Document excerpt:
In reality the Persian armada was about to run into the Greek
trap, which Themistocles had skillfully prepared. For not only did his trick
compel even the dissident Spartans and others to fight the national enemy, but
it led that enemy to patrol the strait all night and expose his crews, weary
and breakfastless, to a fight with the Greeks,
now well rested and perforce united. Dismay seized on the Persians as they saw
the Greek force file out from under the shelter of Salamis and heard the war
paean rising triumphant and echoed by cliff after cliff all round. They had
come to hunt down a defeated and divided enemy; they saw him come forth defiant
and united.
Moreover their mass must enter the strait either between
the “Cynosura” of Salamis and the islet of Psyttaleia or between that islet and the mainland of
Attica. The hog’s back of the intervening islet hindered all sight of the two
parts of the advancing Persian host, and therefore precluded a well-concerted
advance. In the narrower channel, west of Psyttaleia,
were the Phoenicians (probably 207 triremes ), who
soon were to meet the Athenians posted on the western side of the defenders’
line. In the wider channel (some 1000 yards wide) east of the islet, the main
force of Xerxes struggled forward. It was composed largely of Ionian Greeks
who, though fighting under compulsion, advanced eagerly under the jealous gaze
of Xerxes, who was seated on a spur commanding a view of the scene of action.
Thus Salamis was Artemisium over again, but with
these disadvantages superadded for the invaders. Psyttaleia hindered a united Persian onset; and the presence of Xerxes led to a nervous
and probably precipitate advance of the main body into the Narrows; while the
Phoenician left wing had to make an awkward left turn as it entered the
narrowest part of the strait. No wonder that the Persian attack was confused
and “according to no plan”;1 for their triple lines, which had all night
patrolled the approaches, now had to move forward (probably in columns abreast)
into a funnel which inevitably cramped and disordered their advancing “flood”—
as Aeschylus terms it.

Material:
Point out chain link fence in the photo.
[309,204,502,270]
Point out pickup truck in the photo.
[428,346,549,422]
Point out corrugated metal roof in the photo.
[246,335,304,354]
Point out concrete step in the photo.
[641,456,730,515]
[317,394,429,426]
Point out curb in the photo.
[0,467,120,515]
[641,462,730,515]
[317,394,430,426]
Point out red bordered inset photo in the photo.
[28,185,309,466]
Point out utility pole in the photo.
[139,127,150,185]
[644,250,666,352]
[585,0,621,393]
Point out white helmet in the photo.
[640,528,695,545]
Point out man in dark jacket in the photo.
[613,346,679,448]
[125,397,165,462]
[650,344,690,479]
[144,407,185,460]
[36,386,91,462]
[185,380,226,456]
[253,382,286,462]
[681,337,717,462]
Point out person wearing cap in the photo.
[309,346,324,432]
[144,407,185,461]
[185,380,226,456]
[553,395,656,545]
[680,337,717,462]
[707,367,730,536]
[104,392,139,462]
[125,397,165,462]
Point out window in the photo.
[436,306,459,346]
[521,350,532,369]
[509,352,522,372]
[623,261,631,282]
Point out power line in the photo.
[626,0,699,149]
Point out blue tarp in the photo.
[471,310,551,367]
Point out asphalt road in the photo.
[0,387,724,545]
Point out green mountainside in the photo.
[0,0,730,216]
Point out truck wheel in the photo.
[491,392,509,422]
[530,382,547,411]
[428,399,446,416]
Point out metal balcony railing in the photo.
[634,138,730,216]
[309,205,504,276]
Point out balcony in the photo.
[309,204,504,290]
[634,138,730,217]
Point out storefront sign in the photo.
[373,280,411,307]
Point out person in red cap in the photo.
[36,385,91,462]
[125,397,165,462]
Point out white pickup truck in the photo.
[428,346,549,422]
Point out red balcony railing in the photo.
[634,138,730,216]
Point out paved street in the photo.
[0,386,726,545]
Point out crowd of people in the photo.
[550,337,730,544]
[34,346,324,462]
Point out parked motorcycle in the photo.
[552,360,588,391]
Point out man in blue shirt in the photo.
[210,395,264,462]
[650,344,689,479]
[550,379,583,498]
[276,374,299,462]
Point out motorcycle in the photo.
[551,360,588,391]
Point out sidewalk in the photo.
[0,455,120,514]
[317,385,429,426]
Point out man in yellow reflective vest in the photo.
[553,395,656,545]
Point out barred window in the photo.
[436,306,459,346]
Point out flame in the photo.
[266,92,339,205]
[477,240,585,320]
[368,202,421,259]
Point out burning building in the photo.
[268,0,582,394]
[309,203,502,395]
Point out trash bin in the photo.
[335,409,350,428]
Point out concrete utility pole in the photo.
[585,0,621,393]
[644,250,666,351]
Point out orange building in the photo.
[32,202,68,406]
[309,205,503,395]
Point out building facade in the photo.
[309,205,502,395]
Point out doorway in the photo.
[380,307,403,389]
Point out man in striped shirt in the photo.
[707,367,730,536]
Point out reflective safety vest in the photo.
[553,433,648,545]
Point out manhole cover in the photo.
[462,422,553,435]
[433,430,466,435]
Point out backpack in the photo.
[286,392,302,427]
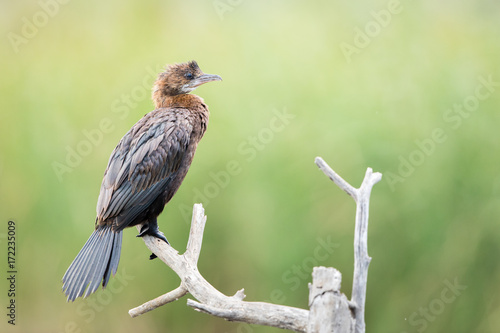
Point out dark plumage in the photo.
[63,61,221,301]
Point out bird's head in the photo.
[153,60,222,100]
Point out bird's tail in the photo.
[63,225,122,302]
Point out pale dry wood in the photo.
[307,267,354,333]
[315,157,382,333]
[129,157,382,333]
[129,204,308,333]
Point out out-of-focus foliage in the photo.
[0,0,500,333]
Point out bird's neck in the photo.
[154,94,204,109]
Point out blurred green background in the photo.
[0,0,500,333]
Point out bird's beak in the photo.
[188,74,222,88]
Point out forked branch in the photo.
[129,157,382,333]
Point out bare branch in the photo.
[315,157,382,333]
[314,157,358,200]
[128,285,188,318]
[307,267,354,333]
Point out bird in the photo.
[62,60,222,302]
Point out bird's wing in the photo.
[97,110,193,230]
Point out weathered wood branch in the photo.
[129,204,308,333]
[315,157,382,333]
[307,267,354,333]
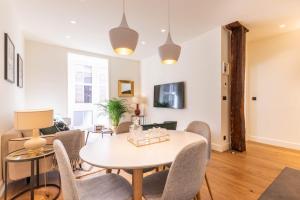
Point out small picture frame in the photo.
[17,54,23,88]
[118,80,134,97]
[4,33,15,83]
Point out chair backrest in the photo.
[54,130,84,164]
[162,140,207,200]
[185,121,211,160]
[115,122,132,134]
[53,140,79,200]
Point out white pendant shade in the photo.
[159,32,181,64]
[109,13,139,55]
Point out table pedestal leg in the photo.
[30,160,34,200]
[132,169,143,200]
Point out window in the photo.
[68,53,109,129]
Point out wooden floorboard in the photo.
[2,142,300,200]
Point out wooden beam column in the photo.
[226,22,249,152]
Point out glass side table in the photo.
[4,145,60,200]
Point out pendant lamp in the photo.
[159,0,181,64]
[109,0,139,55]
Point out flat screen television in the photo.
[154,82,184,109]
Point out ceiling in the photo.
[12,0,300,59]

What you will do:
In the excerpt about the Battle of Salamis, where was Xerxes seated while his main force advanced through the wider channel?

Response:
On a spur commanding a view of the scene of action.